[Exercise] For this exercise, output the line containing "If you could pin the brown" and all lines after it to the end of the records, exactly, with no other content.

+ + + + + + +

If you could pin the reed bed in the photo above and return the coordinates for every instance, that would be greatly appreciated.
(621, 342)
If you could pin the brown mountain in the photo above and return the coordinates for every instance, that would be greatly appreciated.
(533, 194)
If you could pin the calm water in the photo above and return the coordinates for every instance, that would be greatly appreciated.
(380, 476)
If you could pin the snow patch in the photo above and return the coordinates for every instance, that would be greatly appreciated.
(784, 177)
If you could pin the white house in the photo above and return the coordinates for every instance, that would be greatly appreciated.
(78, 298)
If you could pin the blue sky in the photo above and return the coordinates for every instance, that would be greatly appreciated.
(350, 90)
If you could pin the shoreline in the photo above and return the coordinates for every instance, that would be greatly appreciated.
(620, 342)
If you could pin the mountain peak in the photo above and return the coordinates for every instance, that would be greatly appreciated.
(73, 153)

+ + + + + + +

[Result below]
If you could pin the brown mountain in the photo above and return the coordinates for every instance, that would be greatly appreciated.
(533, 194)
If you could pin the calm water in the photo above and return the coordinates for every instance, that would be greatly appreciated.
(380, 476)
If you could pin the snow patch in the photo above and return the coordinates for every instance, that would be greatly appreciated.
(784, 177)
If you could pin the white house in the photo above and return the coordinates for every instance, that would be greatly appreciated.
(78, 298)
If you could pin the blue sky in the photo above and return the coordinates for every instance, that would be greatly appreciated.
(350, 90)
If you could pin the shoreline in the photo above and return the coordinates for every instance, that would be greatly appreciated.
(620, 342)
If you could pin the mountain peak in the photo above and return the coordinates for every instance, that would be greatly appreciated.
(73, 153)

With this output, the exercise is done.